▸ About this exercise
So that the copy matches the original, write out every entry exactly.

▸ Data excerpts
⁂
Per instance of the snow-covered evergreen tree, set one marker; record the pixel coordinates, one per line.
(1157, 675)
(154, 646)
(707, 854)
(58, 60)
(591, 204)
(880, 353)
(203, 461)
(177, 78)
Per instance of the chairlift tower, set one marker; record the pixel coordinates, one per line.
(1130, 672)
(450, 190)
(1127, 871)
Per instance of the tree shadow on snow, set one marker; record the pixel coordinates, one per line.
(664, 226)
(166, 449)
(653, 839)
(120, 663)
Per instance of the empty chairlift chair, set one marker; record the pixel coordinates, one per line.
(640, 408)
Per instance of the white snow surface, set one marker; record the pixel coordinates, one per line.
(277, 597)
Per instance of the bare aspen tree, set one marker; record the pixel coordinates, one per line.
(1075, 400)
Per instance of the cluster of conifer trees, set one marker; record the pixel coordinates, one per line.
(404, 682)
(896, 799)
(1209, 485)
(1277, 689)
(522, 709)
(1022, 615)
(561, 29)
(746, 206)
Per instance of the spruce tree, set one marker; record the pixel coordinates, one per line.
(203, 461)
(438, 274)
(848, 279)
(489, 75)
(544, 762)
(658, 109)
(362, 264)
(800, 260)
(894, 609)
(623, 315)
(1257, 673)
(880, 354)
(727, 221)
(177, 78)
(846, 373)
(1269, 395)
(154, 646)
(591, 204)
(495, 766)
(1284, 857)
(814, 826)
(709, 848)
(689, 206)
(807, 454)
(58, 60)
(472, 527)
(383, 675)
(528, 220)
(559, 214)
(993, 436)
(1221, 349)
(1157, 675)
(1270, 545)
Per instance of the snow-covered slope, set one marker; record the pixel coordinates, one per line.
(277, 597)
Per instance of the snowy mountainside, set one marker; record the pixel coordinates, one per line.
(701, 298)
⁂
▸ Response area
Per instance of the snow-covered evergreen tree, set one marker; record the pixel coordinates, one per line.
(1157, 675)
(154, 646)
(707, 854)
(58, 60)
(591, 204)
(880, 353)
(203, 461)
(177, 78)
Per instance of the chairlift tower, set one marker; record the pixel coordinates, one per line.
(1130, 672)
(450, 190)
(1127, 871)
Per instance of the tree shadow on snow, set one marker; record the pixel coordinates, one per line.
(664, 226)
(166, 449)
(653, 839)
(120, 663)
Per instance of the empty chairlift chair, set one marker; record the pixel coordinates, one per line.
(640, 408)
Per instance of the white snow surface, set one marker; record the pixel coordinates, one per line.
(277, 597)
Per instance of the bare aspen tree, set one marker; record the pixel coordinates, one per line.
(1075, 400)
Per instance of the cluster of conifer trees, set one marker; record the pixel coordinates, one per line.
(404, 682)
(896, 799)
(1209, 485)
(1277, 689)
(522, 709)
(1022, 615)
(561, 29)
(746, 206)
Per instance of the spruce tree, set one marker; record the pixel coordinates, one per line.
(203, 461)
(438, 274)
(848, 279)
(489, 75)
(544, 762)
(658, 109)
(362, 264)
(800, 260)
(894, 609)
(623, 315)
(1257, 673)
(880, 354)
(727, 221)
(177, 78)
(846, 373)
(1269, 395)
(154, 646)
(591, 204)
(495, 766)
(1284, 857)
(814, 826)
(709, 848)
(689, 206)
(807, 454)
(58, 60)
(472, 527)
(383, 675)
(528, 220)
(559, 214)
(993, 436)
(1221, 349)
(1157, 675)
(1270, 545)
Per instance of the snow-covered slope, set one marker; record the pixel coordinates, one per line.
(277, 597)
Per instance of the snowy mountainside, set one marker; record the pixel coordinates, one per line.
(701, 298)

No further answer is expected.